### [Extract provided]

For some years now, target-oriented therapies are used in cancer treatment: drugs targeting a specific type of tumour. These can increase the chances of recovery and lengthen the survival time significantly – sometimes in connection with other types of therapy. ‘For that, we need to know the weak spots of every tumour. And they vary depending on the type of breast cancer’, Harbeck explains.

More and more research

Once the biological properties of the respective tumour are known, the physician responsible enlightens the patient about treatment options and then sets out a therapy plan together with the patient. This plan is based on the latest scientific knowledge and the up-to-date guidelines on treating breast cancer. There is also the option to partake in research studies testing active agents not yet approved. In case you are interested, contact a certified breast centre. Harbeck opines: ‘In doing so, the patient can only win, actually. Nowhere else is she as securely under care as in a study. You always get an effective drug. If it is better than the standard, we don’t yet know.’

The following therapy options show how varied the focus of cancer therapies is today. The growth receptor HER2 enables a cancer cell to grow. If the receptor is inhibited, the growth signals will cease and the cancer cell die. Some cancer cells hide from the immune system. Special drugs can obliterate the disguise. These drugs are effective – in combination with chemotherapy against triple-negative breast cancer. A target-oriented chemotherapy against trop2 receptors was newly approved in 2022. It is an option especially for patients with metastases.

### [Material provided]
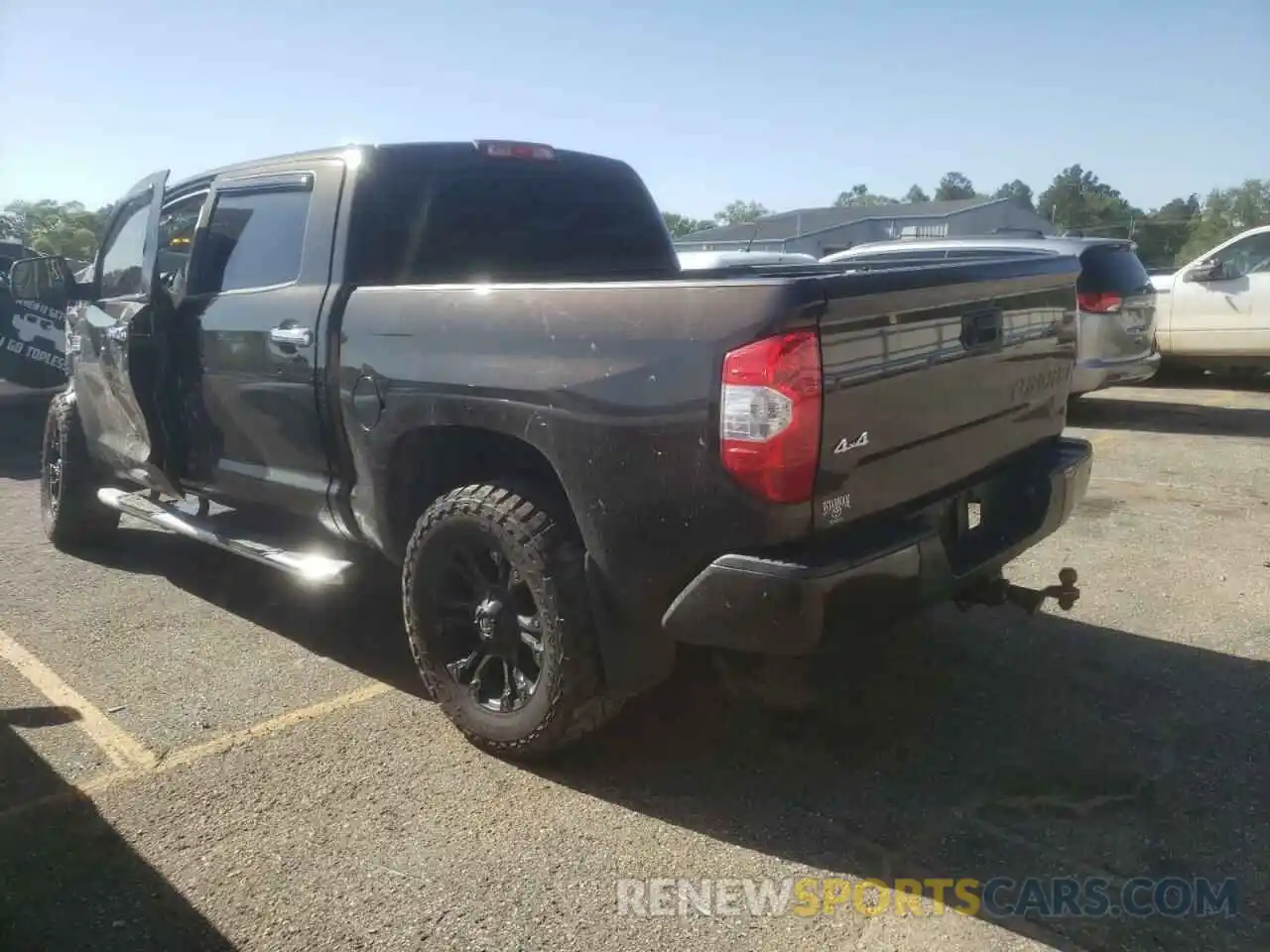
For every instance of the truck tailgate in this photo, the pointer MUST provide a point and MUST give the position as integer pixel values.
(935, 373)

### [What the exercise asks]
Please write out, word for word, the part of the breast cancer treatment text starting at "For some years" and ending at "cancer’, Harbeck explains.".

### [Answer for this exercise]
For some years now, target-oriented therapies are used in cancer treatment: drugs targeting a specific type of tumour. These can increase the chances of recovery and lengthen the survival time significantly – sometimes in connection with other types of therapy. ‘For that, we need to know the weak spots of every tumour. And they vary depending on the type of breast cancer’, Harbeck explains.